* **Directive**: Reproduce every one of the records below word for word, leaving out the pictures.

[Raw records]
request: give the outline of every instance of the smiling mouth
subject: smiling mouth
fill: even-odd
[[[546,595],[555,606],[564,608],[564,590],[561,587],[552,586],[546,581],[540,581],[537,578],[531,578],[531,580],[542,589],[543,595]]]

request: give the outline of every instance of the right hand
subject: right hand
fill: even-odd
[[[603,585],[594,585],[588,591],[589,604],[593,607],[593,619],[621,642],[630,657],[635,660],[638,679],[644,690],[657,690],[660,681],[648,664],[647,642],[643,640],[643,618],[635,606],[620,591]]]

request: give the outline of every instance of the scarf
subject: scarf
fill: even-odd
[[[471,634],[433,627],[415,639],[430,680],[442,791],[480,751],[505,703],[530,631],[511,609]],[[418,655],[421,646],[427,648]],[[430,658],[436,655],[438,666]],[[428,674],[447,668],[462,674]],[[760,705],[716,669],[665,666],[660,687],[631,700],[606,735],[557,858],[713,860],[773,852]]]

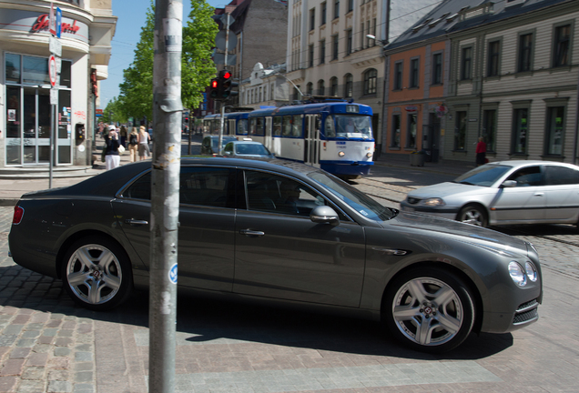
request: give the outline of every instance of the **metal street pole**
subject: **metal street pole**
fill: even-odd
[[[148,391],[175,391],[181,158],[181,0],[156,0],[150,223]]]

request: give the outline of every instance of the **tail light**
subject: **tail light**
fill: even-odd
[[[19,206],[14,207],[14,217],[12,217],[12,224],[18,225],[22,221],[24,217],[24,209]]]

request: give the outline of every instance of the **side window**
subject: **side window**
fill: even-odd
[[[519,169],[507,180],[516,180],[517,186],[541,186],[543,184],[541,166],[528,166]]]
[[[123,196],[130,199],[151,200],[151,172],[140,176],[123,192]]]
[[[228,207],[229,169],[181,167],[179,202],[213,207]]]
[[[246,171],[245,181],[249,210],[310,217],[314,207],[327,205],[317,192],[288,177]]]
[[[545,186],[579,184],[579,171],[565,166],[545,166]]]

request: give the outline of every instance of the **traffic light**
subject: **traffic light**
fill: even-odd
[[[221,84],[219,83],[219,78],[211,79],[211,84],[209,85],[209,96],[214,99],[219,99],[219,90]]]
[[[232,91],[233,87],[237,87],[239,84],[233,82],[233,76],[228,70],[219,71],[219,82],[221,84],[221,89],[219,90],[219,96],[222,99],[228,99],[230,96],[236,96],[237,91]]]

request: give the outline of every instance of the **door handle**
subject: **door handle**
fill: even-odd
[[[136,220],[134,218],[127,218],[125,220],[125,223],[130,226],[148,225],[148,221],[147,220]]]
[[[265,232],[261,232],[261,231],[253,231],[251,229],[241,229],[239,231],[239,233],[241,235],[245,235],[249,237],[262,237],[265,235]]]

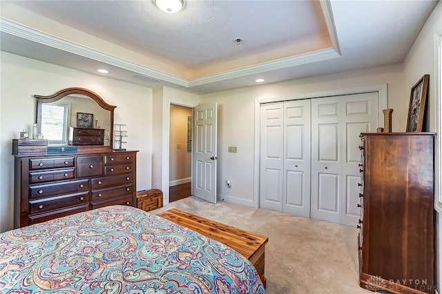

* **Worked answer**:
request: give the outline of every instance of the smiling mouth
subject: smiling mouth
fill: even-odd
[[[546,595],[555,606],[564,608],[564,590],[561,587],[552,586],[546,581],[540,581],[537,578],[531,578],[531,580],[542,589],[543,595]]]

request: give the outline of every instance of the right hand
subject: right hand
fill: even-odd
[[[603,585],[594,585],[588,591],[589,604],[593,607],[593,619],[621,642],[630,657],[635,660],[638,679],[644,690],[657,690],[660,681],[648,664],[647,642],[643,640],[643,618],[635,606],[620,591]]]

request: give the outline of every instance of the scarf
subject: scarf
fill: even-odd
[[[471,634],[433,627],[415,639],[430,680],[442,791],[480,751],[505,703],[530,631],[511,609]],[[418,655],[421,646],[427,648]],[[430,658],[436,655],[438,666]],[[428,674],[447,668],[462,674]],[[760,705],[716,669],[665,666],[660,687],[631,700],[606,735],[557,858],[713,860],[773,852]]]

request: give the outline of every instance of the **metal street pole**
subject: **metal street pole**
fill: even-odd
[[[148,391],[175,391],[181,158],[181,0],[156,0],[150,223]]]

request: give the outline of every instance of the **tail light**
subject: **tail light**
fill: even-odd
[[[19,206],[14,207],[14,217],[12,217],[12,224],[18,225],[22,221],[24,217],[24,209]]]

request: give the outline of every instance of the **side window**
subject: **side window**
fill: even-odd
[[[519,169],[507,180],[516,180],[517,186],[541,186],[543,184],[541,166],[528,166]]]
[[[123,196],[130,199],[151,200],[151,172],[140,176],[123,192]]]
[[[228,207],[229,169],[181,167],[179,202],[213,207]]]
[[[246,171],[245,181],[249,210],[310,217],[314,207],[327,205],[317,192],[288,177]]]
[[[545,186],[579,184],[579,171],[565,166],[545,166]]]

request: give the outline of every instance of the **traffic light**
subject: **traffic light**
fill: even-odd
[[[221,84],[219,83],[219,78],[211,79],[211,84],[209,85],[209,96],[214,99],[219,99],[219,90]]]
[[[232,91],[233,87],[237,87],[239,84],[233,82],[233,76],[228,70],[219,71],[219,82],[221,84],[221,89],[219,90],[219,96],[222,99],[228,99],[230,96],[236,96],[237,91]]]

request: give the outline of every instance of the **door handle**
subject: **door handle**
fill: even-odd
[[[136,220],[134,218],[127,218],[125,220],[125,223],[130,226],[148,225],[148,221],[147,220]]]
[[[265,232],[261,232],[261,231],[253,231],[251,229],[241,229],[239,231],[239,233],[241,235],[245,235],[249,237],[262,237],[265,235]]]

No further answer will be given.